DATA FOR PROCESSING ->

====

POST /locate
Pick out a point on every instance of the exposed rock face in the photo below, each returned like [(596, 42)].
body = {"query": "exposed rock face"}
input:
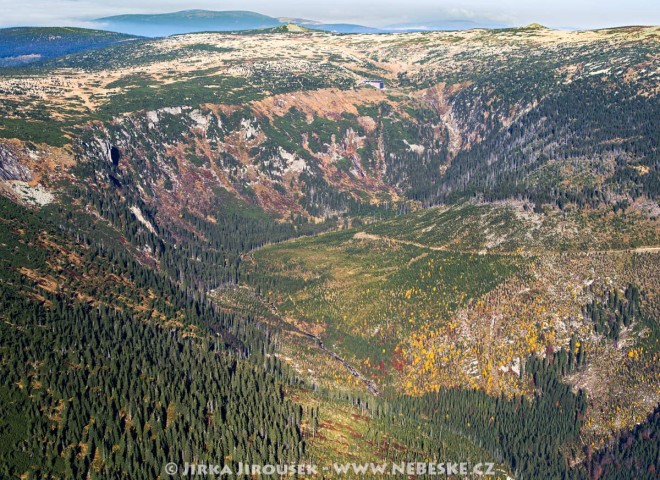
[(11, 167)]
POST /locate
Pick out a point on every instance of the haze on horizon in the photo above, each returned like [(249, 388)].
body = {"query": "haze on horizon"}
[(378, 13)]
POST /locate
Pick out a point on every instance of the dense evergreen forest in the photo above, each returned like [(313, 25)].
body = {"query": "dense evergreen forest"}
[(120, 371)]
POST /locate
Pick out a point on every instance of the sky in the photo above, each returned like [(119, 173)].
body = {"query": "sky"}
[(378, 13)]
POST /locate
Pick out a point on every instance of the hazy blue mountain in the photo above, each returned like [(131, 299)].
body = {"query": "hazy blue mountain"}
[(343, 28), (456, 24), (158, 25), (23, 45)]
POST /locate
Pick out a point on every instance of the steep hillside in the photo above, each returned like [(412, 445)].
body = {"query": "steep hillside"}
[(214, 223)]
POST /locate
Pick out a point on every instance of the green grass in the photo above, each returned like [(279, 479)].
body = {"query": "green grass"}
[(365, 296), (35, 131)]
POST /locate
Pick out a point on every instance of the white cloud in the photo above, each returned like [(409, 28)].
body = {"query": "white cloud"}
[(584, 13)]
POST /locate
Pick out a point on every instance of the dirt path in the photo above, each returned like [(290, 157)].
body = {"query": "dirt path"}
[(369, 236)]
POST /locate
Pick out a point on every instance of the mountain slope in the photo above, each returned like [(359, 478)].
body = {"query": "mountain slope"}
[(27, 45), (153, 198), (187, 21)]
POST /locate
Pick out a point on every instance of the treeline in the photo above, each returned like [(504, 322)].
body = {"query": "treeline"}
[(192, 250), (633, 455)]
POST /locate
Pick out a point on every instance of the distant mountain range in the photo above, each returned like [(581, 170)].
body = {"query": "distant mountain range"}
[(188, 21), (23, 45)]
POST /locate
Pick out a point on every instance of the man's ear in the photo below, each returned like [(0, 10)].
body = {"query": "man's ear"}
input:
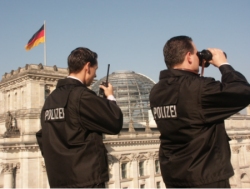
[(189, 57), (87, 67)]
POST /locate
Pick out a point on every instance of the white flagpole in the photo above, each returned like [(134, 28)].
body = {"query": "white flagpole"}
[(44, 44)]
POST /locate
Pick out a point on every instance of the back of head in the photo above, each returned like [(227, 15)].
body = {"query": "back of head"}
[(79, 57), (175, 50)]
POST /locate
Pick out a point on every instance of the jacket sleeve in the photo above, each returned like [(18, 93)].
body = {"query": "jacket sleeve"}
[(220, 100), (99, 114)]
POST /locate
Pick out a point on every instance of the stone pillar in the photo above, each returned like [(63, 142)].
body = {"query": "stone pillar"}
[(9, 170), (45, 182), (151, 170), (117, 172), (134, 165), (248, 109)]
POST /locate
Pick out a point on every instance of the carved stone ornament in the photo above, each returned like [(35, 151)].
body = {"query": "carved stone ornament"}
[(235, 149), (9, 167), (12, 130)]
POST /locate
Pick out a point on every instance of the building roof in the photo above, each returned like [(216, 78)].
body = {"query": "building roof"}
[(131, 91)]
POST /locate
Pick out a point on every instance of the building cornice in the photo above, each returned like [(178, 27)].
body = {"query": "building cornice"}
[(33, 72)]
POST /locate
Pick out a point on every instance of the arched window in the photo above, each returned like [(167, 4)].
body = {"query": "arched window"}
[(141, 168), (157, 167), (124, 170)]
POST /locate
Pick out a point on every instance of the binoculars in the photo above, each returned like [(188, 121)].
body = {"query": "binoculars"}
[(207, 56)]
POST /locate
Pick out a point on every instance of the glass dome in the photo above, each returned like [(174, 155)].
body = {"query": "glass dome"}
[(131, 91)]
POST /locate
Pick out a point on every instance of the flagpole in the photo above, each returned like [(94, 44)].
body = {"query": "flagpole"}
[(44, 44)]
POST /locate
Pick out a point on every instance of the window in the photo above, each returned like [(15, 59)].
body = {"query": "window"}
[(124, 170), (141, 168), (158, 184), (157, 167)]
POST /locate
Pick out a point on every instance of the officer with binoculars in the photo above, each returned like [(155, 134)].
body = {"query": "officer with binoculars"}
[(190, 110)]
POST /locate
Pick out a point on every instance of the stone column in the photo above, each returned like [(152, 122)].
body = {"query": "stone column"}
[(134, 165), (117, 171), (9, 170), (152, 170)]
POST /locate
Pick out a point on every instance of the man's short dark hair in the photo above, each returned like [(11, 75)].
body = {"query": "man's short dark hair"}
[(79, 57), (175, 50)]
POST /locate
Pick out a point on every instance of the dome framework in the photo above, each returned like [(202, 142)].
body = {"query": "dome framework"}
[(131, 91)]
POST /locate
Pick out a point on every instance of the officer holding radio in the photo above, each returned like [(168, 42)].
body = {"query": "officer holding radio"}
[(190, 110), (73, 120)]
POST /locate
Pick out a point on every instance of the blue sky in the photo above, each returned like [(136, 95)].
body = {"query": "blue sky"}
[(127, 34)]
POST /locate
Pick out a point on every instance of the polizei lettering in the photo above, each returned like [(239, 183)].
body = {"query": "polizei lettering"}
[(54, 114), (164, 112)]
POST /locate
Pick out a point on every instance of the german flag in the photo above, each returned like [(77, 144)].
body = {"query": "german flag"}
[(36, 39)]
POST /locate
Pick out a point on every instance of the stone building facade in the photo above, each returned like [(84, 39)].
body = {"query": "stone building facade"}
[(132, 154)]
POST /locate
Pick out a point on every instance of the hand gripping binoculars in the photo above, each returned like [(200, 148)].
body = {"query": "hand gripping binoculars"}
[(207, 56)]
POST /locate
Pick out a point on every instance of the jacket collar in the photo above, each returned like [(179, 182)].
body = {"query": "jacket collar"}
[(175, 72)]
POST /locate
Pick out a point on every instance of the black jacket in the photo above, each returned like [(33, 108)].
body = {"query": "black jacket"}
[(189, 111), (73, 119)]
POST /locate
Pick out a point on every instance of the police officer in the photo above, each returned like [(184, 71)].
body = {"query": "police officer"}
[(189, 111), (73, 119)]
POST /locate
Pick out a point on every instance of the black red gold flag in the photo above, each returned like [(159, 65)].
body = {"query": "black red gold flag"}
[(36, 39)]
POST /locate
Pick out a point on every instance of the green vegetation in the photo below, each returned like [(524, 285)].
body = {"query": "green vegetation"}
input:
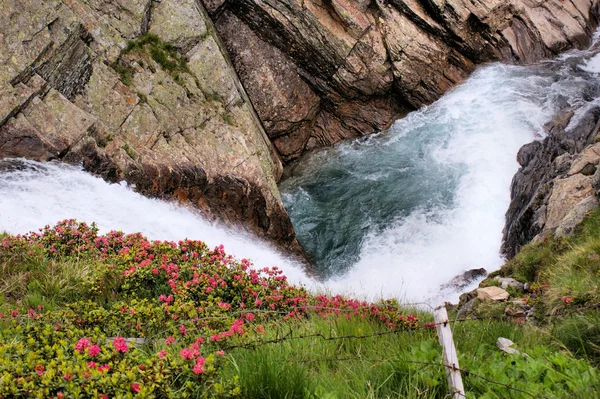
[(128, 151), (150, 45), (117, 315), (565, 273), (227, 118)]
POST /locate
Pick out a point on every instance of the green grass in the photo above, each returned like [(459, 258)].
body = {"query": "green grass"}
[(380, 366), (566, 276), (325, 357), (150, 45)]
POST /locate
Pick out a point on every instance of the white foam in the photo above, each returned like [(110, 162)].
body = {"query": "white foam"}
[(47, 193), (592, 65), (499, 109)]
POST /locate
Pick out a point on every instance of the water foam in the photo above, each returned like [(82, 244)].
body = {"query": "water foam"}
[(465, 144), (45, 193), (474, 131)]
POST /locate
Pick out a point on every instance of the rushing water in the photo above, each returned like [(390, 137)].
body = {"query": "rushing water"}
[(35, 194), (397, 214), (405, 211)]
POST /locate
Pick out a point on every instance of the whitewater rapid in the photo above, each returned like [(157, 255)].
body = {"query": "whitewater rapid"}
[(404, 212), (395, 215), (38, 194)]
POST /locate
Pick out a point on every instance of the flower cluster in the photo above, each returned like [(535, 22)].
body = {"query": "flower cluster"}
[(182, 301)]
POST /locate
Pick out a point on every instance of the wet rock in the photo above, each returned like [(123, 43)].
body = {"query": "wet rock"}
[(556, 186), (495, 294), (463, 280), (391, 56), (504, 344), (168, 115), (509, 282)]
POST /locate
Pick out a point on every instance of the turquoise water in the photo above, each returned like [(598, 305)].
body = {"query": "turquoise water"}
[(404, 211)]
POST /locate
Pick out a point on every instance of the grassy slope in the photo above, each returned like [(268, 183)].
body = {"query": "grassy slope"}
[(385, 359)]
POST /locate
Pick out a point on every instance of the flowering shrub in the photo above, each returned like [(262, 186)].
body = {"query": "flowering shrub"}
[(147, 319)]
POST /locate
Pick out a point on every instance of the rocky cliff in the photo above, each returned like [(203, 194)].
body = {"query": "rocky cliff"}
[(318, 71), (559, 179), (138, 90), (143, 90)]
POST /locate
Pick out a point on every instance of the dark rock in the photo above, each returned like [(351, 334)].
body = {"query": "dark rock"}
[(546, 189), (463, 280), (341, 69)]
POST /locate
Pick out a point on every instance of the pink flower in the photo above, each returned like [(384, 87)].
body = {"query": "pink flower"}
[(39, 369), (567, 299), (135, 387), (120, 345), (94, 350), (186, 354), (103, 368), (199, 367), (82, 345)]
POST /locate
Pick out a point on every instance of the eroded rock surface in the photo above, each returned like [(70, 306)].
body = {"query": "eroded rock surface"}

====

WHAT THE TASK ASKS -> Recast the entries above as a JSON list of strings, one string per line and no blank lines, taking everything from the first line down to the line containing "[(192, 250), (633, 455)]", with both ends included. Leave the pictures out of the answer.

WRITTEN REPLY ->
[
  "POST /locate",
  "Pick out a point on every instance of the exposed rock face in the photo below, each returned like [(596, 42)].",
  "body = {\"query\": \"exposed rock face\"}",
  "input:",
  "[(11, 167)]",
  "POST /locate",
  "Pick out a point on every instance of the haze on horizon in the photo above, each returned like [(249, 388)].",
  "body = {\"query\": \"haze on horizon\"}",
  "[(378, 13)]",
  "POST /locate",
  "Pick out a point on every instance of the dense evergreen forest in the photo above, each returned like [(313, 25)].",
  "body = {\"query\": \"dense evergreen forest\"}",
  "[(120, 371)]",
  "POST /locate",
  "Pick out a point on every instance of the sky in the photo above, each returned like [(119, 173)].",
  "body = {\"query\": \"sky\"}",
  "[(378, 13)]",
  "POST /locate",
  "Pick out a point on every instance of the hazy blue mountain in the photo above, each returned like [(131, 299)].",
  "body = {\"query\": \"hazy blue mountain\"}",
  "[(343, 28), (456, 24), (158, 25), (23, 45)]",
  "POST /locate",
  "Pick out a point on every instance of the steep hillside in the photo above, each returned like [(412, 445)].",
  "body = {\"query\": \"steep hillside\"}",
  "[(214, 223)]",
  "POST /locate",
  "Pick out a point on every instance of the green grass in the photo above, each returned like [(279, 479)].",
  "body = {\"query\": \"green grass\"}",
  "[(365, 296), (35, 131)]",
  "POST /locate",
  "Pick out a point on every instance of the white cloud in the photo above, each returned like [(409, 28)].",
  "body = {\"query\": \"white cloud\"}",
  "[(584, 13)]",
  "POST /locate",
  "Pick out a point on every instance of the dirt path in the photo above, each returned like [(290, 157)].",
  "body = {\"query\": \"dirt path\"}",
  "[(369, 236)]",
  "POST /locate",
  "Pick out a point on every instance of the mountain slope in the photo above, each returned like [(359, 478)].",
  "body = {\"query\": \"mountain slope\"}",
  "[(27, 45), (153, 198), (187, 21)]",
  "POST /locate",
  "Pick out a point on every instance of the treeline in the photo above, each returned like [(504, 322)].",
  "body = {\"query\": \"treeline\"}",
  "[(192, 250), (633, 455)]"
]